## Objetivos
**1.** As afirmações a seguir estão de acordo com o texto sobre os substitutos de cartório? (a) A autorização legal para que o titular indique seu substituto é compatível com a Constituição. (b) Os substitutos ou interinos se equiparam aos titulares de serventias extrajudiciais. (c) Os substitutos ou interinos de serventias extrajudiciais atuam como prepostos do Estado. Responda sim ou não a cada uma e cite as palavras decisivas do texto.
**2.** Você pode dar continuidade ao texto sobre o teto remuneratório dos substitutos de cartório a partir do ponto em que ele termina?

------ Texto para leitura

A autorização legal para que o titular do cartório possa indicar o seu substituto, portanto, é compatível com a Constituição, dada a necessidade de que o serviço público seja ininterrupto. Mas isso não autoriza o exercício abusivo da prerrogativa, de tal modo que o empregado, substituto, assuma de fato, por longos períodos, a própria titularidade”

Apresentada a premissa,  em seu voto no julgamento dos embargos o ministro Nunes Marques entendeu que o teto remuneratório deve incidir apenas para “substitutos”, interinos, não concursados pois não atendem aos requisitos de provimento originário, para tanto citou o recurso extraordinário  8008.202 que fixou o tema 779 (ministro Dias Toffoli, DJe de 25/11/20):

“Direito Constitucional. Notários e registradores. Titulares e substitutos. Equiparação. Inviabilidade. Inteligência dos arts. 37, inciso II; e 236, § 3º, da CF/88. Remuneração dos interinos designados para o exercício de função delegada. Incidência do teto remuneratório do art. 37, inciso XI, da CF/88. Obrigatoriedade. Recurso extraordinário provido.

1.    Os substitutos ou interinos designados para o exercício de função delegada não se equiparam aos titulares de serventias extrajudiciais, visto não atenderem aos requisitos estabelecidos nos arts. 37, inciso II; e 236, § 3º, da Constituição Federal, para o ingresso originário na função. Jurisprudência consolidada do Supremo Tribunal Federal.

2.    Diferentemente dos titulares de ofícios de notas e registros, que se classificam como agentes delegados, os substitutos ou interinos de serventias extrajudiciais atuam como prepostos do Estado e se inserem na categoria genérica dos agentes estatais , razão pela qual se aplica a eles o teto remuneratório do art. 37, inciso XI, da Carta da República.

------------
------ Dados registrados

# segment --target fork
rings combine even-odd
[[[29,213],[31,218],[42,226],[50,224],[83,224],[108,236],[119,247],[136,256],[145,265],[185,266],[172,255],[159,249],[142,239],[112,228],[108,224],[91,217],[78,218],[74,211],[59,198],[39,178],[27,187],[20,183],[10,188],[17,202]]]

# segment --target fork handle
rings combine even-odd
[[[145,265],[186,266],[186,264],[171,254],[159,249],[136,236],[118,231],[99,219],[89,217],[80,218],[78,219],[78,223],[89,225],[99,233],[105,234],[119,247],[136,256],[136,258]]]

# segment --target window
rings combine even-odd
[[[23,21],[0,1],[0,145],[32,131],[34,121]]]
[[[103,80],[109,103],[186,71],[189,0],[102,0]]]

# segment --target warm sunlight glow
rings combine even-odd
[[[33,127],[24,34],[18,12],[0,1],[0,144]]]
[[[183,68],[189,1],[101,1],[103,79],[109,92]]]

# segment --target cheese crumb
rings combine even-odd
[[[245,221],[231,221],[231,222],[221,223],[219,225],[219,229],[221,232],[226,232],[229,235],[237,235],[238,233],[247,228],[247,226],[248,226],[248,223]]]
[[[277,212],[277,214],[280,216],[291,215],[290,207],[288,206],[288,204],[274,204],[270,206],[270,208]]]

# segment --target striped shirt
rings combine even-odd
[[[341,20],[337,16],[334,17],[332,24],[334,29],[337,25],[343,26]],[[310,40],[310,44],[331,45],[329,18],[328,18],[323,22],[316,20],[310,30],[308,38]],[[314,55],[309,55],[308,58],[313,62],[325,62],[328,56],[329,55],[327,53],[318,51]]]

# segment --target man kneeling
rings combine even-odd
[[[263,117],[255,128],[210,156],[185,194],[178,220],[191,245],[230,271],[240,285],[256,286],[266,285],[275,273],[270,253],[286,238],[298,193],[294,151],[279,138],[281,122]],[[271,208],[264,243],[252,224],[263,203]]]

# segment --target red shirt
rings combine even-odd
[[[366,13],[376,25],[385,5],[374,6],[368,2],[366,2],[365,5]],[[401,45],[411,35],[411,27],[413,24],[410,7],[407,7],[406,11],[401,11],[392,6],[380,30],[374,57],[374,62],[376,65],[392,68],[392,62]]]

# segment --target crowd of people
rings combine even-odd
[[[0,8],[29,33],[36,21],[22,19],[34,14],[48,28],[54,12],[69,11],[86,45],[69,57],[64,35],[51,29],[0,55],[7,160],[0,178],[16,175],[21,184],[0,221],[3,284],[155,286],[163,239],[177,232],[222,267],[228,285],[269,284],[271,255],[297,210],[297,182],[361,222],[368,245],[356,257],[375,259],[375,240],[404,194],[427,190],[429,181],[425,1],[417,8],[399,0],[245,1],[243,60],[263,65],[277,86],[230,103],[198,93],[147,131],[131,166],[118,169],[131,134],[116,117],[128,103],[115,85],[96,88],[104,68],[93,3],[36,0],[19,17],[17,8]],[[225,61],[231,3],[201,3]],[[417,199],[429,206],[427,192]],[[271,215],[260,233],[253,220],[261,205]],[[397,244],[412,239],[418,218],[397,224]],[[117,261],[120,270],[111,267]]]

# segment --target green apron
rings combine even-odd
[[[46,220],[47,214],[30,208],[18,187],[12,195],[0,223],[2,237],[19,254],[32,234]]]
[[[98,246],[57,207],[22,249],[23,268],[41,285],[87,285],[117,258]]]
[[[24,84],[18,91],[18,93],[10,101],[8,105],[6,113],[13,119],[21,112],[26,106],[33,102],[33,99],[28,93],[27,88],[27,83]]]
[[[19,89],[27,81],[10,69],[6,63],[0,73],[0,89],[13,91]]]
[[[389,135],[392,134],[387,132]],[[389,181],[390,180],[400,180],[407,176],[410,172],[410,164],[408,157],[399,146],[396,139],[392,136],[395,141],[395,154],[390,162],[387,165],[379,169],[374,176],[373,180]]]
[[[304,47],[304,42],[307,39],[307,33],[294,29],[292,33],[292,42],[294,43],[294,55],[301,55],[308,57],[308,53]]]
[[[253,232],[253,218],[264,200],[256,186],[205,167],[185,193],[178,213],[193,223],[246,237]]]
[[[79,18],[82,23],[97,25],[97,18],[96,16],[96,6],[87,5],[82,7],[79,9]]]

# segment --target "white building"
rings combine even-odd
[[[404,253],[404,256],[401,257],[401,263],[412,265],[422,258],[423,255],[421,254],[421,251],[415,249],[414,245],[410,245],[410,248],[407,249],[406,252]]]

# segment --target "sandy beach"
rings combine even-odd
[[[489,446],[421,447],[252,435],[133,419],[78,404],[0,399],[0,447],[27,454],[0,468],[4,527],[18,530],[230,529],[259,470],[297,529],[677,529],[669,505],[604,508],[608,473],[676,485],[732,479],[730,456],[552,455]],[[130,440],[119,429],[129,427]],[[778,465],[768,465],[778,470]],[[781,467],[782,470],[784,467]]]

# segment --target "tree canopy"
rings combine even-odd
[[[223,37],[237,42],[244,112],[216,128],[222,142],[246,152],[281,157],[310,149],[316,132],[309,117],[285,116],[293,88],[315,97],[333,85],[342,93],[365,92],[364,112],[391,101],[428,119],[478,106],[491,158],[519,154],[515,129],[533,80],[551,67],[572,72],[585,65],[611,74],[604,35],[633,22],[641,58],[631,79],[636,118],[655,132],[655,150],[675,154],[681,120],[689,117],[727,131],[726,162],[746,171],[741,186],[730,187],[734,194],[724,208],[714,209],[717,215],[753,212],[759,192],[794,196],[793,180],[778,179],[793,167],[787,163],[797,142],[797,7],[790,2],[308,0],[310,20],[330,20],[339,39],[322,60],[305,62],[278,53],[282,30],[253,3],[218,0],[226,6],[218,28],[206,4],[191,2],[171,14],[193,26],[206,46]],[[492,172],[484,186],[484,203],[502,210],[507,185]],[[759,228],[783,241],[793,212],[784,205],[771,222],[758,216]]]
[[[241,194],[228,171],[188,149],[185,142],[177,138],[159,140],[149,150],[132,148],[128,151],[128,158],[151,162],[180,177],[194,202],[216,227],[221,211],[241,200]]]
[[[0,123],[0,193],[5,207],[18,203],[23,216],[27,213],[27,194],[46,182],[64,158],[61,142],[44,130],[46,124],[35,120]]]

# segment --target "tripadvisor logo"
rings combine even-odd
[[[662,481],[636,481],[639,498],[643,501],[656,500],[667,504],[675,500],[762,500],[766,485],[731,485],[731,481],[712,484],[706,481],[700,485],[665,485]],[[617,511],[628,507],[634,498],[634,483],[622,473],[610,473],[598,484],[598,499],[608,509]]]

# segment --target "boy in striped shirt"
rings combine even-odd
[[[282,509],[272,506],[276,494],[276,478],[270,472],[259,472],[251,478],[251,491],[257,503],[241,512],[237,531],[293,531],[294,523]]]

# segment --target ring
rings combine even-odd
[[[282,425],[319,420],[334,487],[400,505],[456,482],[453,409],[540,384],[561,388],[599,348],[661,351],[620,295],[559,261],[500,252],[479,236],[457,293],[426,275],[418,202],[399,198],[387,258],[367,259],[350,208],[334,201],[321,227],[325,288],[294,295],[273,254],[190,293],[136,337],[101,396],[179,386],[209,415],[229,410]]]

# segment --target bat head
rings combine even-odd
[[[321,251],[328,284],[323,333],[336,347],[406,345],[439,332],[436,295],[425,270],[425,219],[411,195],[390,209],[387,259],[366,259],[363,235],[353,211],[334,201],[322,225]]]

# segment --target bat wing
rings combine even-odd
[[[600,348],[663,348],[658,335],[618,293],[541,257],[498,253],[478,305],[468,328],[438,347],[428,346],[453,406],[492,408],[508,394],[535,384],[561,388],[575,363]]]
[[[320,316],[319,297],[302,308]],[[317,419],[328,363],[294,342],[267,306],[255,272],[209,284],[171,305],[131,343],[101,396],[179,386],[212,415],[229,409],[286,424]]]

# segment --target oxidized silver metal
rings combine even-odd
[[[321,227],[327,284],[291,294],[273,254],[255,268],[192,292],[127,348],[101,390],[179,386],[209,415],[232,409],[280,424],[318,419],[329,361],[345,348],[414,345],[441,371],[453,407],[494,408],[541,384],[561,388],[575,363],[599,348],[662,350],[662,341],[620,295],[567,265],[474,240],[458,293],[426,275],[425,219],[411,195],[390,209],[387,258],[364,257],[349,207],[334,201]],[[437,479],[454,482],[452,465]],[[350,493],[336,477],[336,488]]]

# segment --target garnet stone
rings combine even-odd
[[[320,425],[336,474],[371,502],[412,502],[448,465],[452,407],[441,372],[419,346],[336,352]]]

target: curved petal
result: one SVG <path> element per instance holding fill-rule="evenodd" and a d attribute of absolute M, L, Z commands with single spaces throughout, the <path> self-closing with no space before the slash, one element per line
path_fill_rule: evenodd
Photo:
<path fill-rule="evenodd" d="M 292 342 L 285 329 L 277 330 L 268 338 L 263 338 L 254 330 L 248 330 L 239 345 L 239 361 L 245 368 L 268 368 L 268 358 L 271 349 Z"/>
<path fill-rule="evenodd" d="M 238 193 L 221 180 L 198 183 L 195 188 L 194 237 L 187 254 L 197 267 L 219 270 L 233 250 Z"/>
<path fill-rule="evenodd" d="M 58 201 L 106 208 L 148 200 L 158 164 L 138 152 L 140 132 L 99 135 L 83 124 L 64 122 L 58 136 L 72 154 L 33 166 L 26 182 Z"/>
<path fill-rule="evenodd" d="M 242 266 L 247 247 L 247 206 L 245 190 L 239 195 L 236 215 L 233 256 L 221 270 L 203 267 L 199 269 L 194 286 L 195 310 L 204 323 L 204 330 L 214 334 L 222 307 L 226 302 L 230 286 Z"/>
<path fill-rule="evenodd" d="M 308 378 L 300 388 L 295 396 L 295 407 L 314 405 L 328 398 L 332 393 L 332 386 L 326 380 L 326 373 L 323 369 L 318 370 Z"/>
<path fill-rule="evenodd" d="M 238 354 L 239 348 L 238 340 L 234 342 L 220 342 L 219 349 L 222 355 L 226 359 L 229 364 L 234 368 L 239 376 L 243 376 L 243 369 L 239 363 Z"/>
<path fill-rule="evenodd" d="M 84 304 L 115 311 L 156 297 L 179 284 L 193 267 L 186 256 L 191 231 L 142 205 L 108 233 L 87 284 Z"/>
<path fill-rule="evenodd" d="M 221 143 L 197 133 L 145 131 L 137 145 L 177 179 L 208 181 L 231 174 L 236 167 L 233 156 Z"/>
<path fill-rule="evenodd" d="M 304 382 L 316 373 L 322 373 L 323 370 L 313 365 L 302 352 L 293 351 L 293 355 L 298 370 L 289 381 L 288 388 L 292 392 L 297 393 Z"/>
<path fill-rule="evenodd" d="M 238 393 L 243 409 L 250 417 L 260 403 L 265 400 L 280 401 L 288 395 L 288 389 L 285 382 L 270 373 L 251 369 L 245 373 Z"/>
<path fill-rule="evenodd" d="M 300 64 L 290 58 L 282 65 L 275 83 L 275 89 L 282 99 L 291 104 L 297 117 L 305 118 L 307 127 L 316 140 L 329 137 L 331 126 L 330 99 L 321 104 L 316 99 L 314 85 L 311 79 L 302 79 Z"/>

------------

## Respostas por tarefa
**1.**
(a) Sim: "é compatível com a Constituição"
(b) Não: "não se equiparam aos titulares de serventias extrajudiciais"
(c) Sim: "atuam como prepostos do Estado"

**2.**
3.    Tese aprovada: os substitutos ou interinos designados para o exercício de função delegada não se equiparam aos titulares de serventias extrajudiciais, visto não atenderem aos requisitos estabelecidos nos arts. 37, inciso II; e 236, § 3º, da Constituição Federal para o provimento originário da função, inserindo-se na categoria dos agentes estatais , razão pela qual se aplica a eles o teto remuneratório do art. 37, inciso XI, da Carta da República.

4.    Recurso extraordinário provido.”

O motivo do entusiasmo dos titulares de serventias extrajudiciais se justifica pois segundo a interpretação lógica do ministro o interino aprovado em concurso não pode ser submetido ao teto remuneratório.

Por essa mesma lógica, nas situações de substituição ininterrupta acima de seis meses, o interino que é titular de serventia extrajudicial, na medida em que preenche as exigências dos arts. 37, II, e 236, § 3º, da Constituição Federal para o provimento originário da função, não se submete ao teto remuneratório do art. 37, XI, da Carta da República.

Ora, o art. 236 da Lei Maior é categórico: os serviços notariais e de registro são exercidos em caráter privado, por delegação do poder público. Esta Corte cristalizou jurisprudência no sentido de que aqueles a quem é delegado o exercício de tais atividades, embora exerçam atividade estatal, não são titulares de cargo público efetivo (ADI 2.602, ministro Joaquim Barbosa, DJ de 31 de março de 2006). Sendo assim, não se lhes alcança o teto remuneratório previsto no art. 37, XI, da Constituição Federal, mesmo nas situações de substituição prolongada de outro titular de serventia extrajudicial.”

No momento o julgamento foi paralisado pelo ministro Alexandre de Moraes, mas a ministra Carmem Lucia acompanhou o voto do relator, assim dois dos 11 ministros compartilham o entendimento de que os interinos que cumulam duas serventias tem o direito de receber os emolumentos integrais dos atos que praticarem.

Prevalecendo o voto do ministro Nunes Marques muitas serão as questões dos atuais delegatários: primeiro, haverá uma corrida pela cumulação de serventias vagas de alto faturamento, que só poderão ser providas interinamente por período superior a seis meses ininterruptos por aqueles que preenchem os requisitos Constitucionais dos arts. 37, II, e 236, § 3º da CF. Segundo, os interinos que preenchem os requisitos e que já estão interinamente ocupando serventias vagas terão atrasados a receber? Os TJs irão devolver o que lhes for devido espontaneamente? Qual o prazo prescricional?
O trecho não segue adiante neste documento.